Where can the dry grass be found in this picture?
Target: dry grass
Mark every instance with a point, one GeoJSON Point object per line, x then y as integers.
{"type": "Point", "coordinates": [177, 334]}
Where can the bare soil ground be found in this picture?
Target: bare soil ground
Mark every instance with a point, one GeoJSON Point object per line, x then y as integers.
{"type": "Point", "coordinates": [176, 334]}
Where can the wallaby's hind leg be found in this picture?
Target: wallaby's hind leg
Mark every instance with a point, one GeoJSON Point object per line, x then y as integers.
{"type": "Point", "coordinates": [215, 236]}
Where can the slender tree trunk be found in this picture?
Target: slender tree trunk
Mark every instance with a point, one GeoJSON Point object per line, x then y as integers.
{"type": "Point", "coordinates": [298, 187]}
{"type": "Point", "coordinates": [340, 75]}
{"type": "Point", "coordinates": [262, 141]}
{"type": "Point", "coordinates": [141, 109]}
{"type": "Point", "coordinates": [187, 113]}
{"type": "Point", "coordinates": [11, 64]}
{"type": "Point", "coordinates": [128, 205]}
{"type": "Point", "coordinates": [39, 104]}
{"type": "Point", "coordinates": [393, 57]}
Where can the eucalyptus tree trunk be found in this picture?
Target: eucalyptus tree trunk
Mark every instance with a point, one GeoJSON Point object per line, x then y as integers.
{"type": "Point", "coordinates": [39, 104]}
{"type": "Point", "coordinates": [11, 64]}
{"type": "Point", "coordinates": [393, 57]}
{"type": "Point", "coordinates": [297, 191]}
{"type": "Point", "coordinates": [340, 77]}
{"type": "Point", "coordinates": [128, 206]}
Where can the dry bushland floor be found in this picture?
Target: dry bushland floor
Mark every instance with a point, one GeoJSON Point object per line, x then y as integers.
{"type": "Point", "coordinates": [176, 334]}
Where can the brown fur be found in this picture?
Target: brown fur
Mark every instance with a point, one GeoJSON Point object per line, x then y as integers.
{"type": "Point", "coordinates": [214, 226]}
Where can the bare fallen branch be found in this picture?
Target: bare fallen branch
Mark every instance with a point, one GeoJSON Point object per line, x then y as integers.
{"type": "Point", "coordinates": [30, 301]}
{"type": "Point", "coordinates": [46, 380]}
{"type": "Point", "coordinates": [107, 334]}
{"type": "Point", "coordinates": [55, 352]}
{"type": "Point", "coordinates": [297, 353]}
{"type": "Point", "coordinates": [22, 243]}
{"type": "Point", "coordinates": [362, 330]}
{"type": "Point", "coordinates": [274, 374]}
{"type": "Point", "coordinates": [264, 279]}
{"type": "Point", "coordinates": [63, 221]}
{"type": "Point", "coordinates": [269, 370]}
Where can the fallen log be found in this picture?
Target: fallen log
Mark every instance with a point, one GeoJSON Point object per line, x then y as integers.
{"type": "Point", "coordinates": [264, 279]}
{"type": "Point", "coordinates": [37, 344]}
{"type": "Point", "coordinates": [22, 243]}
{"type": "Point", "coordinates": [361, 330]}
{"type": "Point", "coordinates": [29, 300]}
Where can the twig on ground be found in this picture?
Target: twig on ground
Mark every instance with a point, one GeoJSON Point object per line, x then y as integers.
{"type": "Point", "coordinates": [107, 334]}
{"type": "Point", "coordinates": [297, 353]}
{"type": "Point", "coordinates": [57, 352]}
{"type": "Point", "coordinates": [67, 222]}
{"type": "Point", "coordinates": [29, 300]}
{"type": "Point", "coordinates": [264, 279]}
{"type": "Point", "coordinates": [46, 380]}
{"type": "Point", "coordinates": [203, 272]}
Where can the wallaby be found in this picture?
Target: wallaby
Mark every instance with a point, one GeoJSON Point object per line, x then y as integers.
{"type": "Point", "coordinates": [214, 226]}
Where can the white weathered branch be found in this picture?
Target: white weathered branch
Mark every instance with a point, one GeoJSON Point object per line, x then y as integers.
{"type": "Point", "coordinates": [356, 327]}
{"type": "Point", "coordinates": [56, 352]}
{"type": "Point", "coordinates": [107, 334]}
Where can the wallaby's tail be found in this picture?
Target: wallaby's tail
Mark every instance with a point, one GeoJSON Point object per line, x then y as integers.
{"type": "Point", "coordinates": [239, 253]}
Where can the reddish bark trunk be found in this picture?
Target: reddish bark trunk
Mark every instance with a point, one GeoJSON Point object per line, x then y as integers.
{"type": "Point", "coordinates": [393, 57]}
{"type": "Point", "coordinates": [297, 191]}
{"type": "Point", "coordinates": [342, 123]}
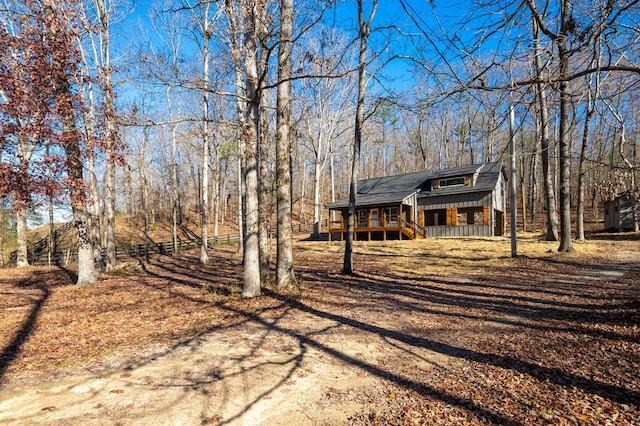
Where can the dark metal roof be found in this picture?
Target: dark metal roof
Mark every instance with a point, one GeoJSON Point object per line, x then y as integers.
{"type": "Point", "coordinates": [395, 189]}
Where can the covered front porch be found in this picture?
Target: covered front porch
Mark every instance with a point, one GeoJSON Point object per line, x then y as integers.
{"type": "Point", "coordinates": [376, 223]}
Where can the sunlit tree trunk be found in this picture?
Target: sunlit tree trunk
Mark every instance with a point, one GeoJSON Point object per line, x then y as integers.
{"type": "Point", "coordinates": [285, 276]}
{"type": "Point", "coordinates": [204, 206]}
{"type": "Point", "coordinates": [365, 28]}
{"type": "Point", "coordinates": [566, 245]}
{"type": "Point", "coordinates": [264, 190]}
{"type": "Point", "coordinates": [22, 259]}
{"type": "Point", "coordinates": [60, 50]}
{"type": "Point", "coordinates": [543, 110]}
{"type": "Point", "coordinates": [250, 135]}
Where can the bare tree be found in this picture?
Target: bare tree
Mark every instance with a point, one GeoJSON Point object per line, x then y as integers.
{"type": "Point", "coordinates": [363, 35]}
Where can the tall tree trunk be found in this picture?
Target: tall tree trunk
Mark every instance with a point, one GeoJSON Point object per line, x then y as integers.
{"type": "Point", "coordinates": [317, 171]}
{"type": "Point", "coordinates": [365, 28]}
{"type": "Point", "coordinates": [264, 190]}
{"type": "Point", "coordinates": [104, 18]}
{"type": "Point", "coordinates": [581, 166]}
{"type": "Point", "coordinates": [86, 268]}
{"type": "Point", "coordinates": [566, 244]}
{"type": "Point", "coordinates": [22, 259]}
{"type": "Point", "coordinates": [250, 134]}
{"type": "Point", "coordinates": [174, 177]}
{"type": "Point", "coordinates": [550, 196]}
{"type": "Point", "coordinates": [204, 206]}
{"type": "Point", "coordinates": [285, 276]}
{"type": "Point", "coordinates": [236, 18]}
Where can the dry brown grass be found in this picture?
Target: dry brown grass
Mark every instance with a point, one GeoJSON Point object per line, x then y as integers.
{"type": "Point", "coordinates": [471, 255]}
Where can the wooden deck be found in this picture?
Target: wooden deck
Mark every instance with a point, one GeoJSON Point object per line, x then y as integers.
{"type": "Point", "coordinates": [393, 230]}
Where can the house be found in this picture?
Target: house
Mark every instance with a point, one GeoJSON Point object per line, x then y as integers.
{"type": "Point", "coordinates": [457, 202]}
{"type": "Point", "coordinates": [618, 213]}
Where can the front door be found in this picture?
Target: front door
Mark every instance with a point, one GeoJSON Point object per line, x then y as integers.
{"type": "Point", "coordinates": [375, 218]}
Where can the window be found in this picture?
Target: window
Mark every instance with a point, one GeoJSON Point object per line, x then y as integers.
{"type": "Point", "coordinates": [362, 218]}
{"type": "Point", "coordinates": [391, 214]}
{"type": "Point", "coordinates": [471, 216]}
{"type": "Point", "coordinates": [451, 182]}
{"type": "Point", "coordinates": [435, 217]}
{"type": "Point", "coordinates": [375, 219]}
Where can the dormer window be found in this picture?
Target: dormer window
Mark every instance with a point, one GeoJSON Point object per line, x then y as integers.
{"type": "Point", "coordinates": [447, 183]}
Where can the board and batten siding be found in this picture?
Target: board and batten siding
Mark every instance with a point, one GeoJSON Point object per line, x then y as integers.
{"type": "Point", "coordinates": [460, 231]}
{"type": "Point", "coordinates": [474, 199]}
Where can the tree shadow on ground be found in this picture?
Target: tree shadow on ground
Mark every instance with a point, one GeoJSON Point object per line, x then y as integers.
{"type": "Point", "coordinates": [12, 350]}
{"type": "Point", "coordinates": [433, 295]}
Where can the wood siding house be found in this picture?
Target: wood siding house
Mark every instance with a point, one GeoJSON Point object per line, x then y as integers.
{"type": "Point", "coordinates": [457, 202]}
{"type": "Point", "coordinates": [618, 214]}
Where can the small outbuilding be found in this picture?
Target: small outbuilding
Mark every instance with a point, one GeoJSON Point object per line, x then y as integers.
{"type": "Point", "coordinates": [456, 202]}
{"type": "Point", "coordinates": [618, 213]}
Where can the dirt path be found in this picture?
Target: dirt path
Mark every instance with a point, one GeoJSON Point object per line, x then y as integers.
{"type": "Point", "coordinates": [297, 371]}
{"type": "Point", "coordinates": [407, 348]}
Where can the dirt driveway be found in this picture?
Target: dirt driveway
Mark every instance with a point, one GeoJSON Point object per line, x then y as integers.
{"type": "Point", "coordinates": [545, 338]}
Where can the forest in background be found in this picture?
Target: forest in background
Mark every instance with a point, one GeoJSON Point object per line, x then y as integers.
{"type": "Point", "coordinates": [249, 112]}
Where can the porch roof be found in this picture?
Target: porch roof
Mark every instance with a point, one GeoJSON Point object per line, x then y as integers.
{"type": "Point", "coordinates": [396, 189]}
{"type": "Point", "coordinates": [375, 199]}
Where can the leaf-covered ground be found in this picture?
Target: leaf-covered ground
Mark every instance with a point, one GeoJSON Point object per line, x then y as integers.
{"type": "Point", "coordinates": [427, 332]}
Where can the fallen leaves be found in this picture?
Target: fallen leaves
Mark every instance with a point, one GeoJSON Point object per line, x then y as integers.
{"type": "Point", "coordinates": [531, 344]}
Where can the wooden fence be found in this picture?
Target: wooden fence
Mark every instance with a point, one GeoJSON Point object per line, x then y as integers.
{"type": "Point", "coordinates": [70, 255]}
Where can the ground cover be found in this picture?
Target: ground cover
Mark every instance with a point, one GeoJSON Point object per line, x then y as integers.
{"type": "Point", "coordinates": [436, 331]}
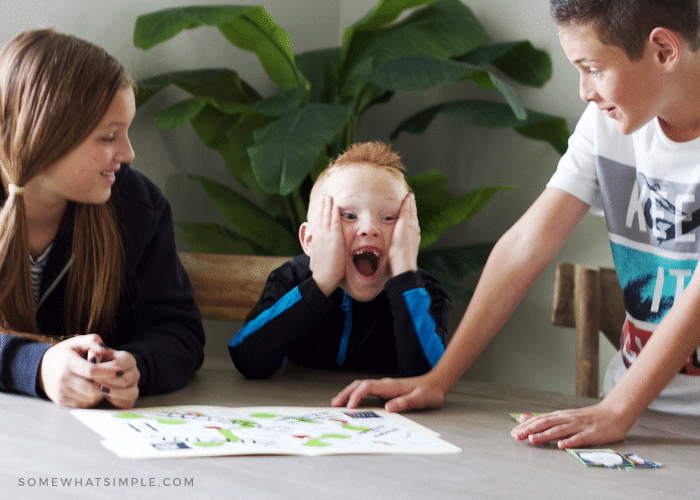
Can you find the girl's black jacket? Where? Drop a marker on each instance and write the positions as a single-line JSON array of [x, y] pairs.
[[158, 321]]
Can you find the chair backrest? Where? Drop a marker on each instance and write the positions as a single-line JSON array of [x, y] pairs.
[[590, 300], [228, 286]]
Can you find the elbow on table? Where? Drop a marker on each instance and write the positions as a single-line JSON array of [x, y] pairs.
[[251, 366]]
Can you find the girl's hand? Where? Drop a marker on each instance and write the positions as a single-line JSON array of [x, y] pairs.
[[81, 372], [65, 374], [119, 387]]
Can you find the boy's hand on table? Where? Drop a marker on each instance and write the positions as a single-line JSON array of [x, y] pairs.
[[404, 394], [328, 253], [592, 425], [403, 253]]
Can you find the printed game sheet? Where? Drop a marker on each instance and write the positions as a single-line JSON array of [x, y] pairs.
[[191, 431]]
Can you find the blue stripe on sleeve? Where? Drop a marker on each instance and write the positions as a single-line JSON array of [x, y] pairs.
[[288, 300], [418, 303]]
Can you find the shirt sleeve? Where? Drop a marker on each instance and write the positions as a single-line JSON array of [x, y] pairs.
[[576, 171], [420, 309]]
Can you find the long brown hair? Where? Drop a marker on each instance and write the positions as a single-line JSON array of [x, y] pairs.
[[54, 90]]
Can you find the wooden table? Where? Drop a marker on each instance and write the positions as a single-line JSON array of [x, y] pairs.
[[44, 442]]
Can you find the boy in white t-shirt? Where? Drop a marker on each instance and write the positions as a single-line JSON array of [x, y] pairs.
[[635, 154]]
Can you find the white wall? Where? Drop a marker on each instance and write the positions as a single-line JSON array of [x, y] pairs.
[[528, 351]]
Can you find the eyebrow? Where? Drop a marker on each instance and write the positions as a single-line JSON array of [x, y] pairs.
[[582, 60]]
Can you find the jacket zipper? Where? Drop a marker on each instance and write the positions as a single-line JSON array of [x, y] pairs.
[[347, 307]]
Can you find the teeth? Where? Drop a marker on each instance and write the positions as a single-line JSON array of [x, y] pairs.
[[358, 252]]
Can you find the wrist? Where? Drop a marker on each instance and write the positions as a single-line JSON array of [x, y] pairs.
[[624, 411]]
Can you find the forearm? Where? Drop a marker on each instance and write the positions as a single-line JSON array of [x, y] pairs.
[[420, 312], [504, 282], [515, 262]]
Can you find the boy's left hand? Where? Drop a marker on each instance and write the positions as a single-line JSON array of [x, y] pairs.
[[592, 425], [403, 253]]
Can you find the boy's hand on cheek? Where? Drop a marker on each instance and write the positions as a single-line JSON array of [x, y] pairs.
[[328, 247], [403, 253]]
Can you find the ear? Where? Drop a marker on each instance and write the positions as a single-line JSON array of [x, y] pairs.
[[305, 238], [667, 47]]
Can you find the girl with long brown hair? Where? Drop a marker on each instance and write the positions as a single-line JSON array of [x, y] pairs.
[[94, 303]]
- - - - - - -
_WRITTEN PROBLEM:_ Beginning at the line where "Can you find the teeth?" appears, extract each line through the end of the data above; keep them exact and include nothing else.

_RESPONSE FOR THIS EXERCISE:_
Can you find the teeth? Where? Drop a marker on each instance and write the positions as a single-line JSON array of [x, y] pairs.
[[358, 252]]
Can you find the wrist? Where? Drop a marker on each instance and write the positions as a single-line JSON array of [x, y] pairs.
[[624, 411]]
Can you find the forearm? Where? Drop a marker on each instance and write the positions as a single-line JSON array of [x, y] pairs.
[[420, 312], [504, 282], [515, 262]]
Can you find the boy's left hand? Where? Drop a marker on each instance and write the positions as a single-line JSON array of [x, y] pairs.
[[592, 425], [403, 253]]
Can you find the boy's hand on cheek? Where? Drop a marker on each instance and write the positions as a single-line JSON array of [x, y] pairs.
[[328, 247], [403, 253]]
Can you find the ear? Where? Drop a marker on each instance and write the positions as a single-line JSON array of [x, y] pairs.
[[305, 238], [667, 47]]
Can you find the girl with long brown hair? Where? Drop a marker on each instance and write the positions as a single-line JSON array of [x, y] pairs.
[[94, 303]]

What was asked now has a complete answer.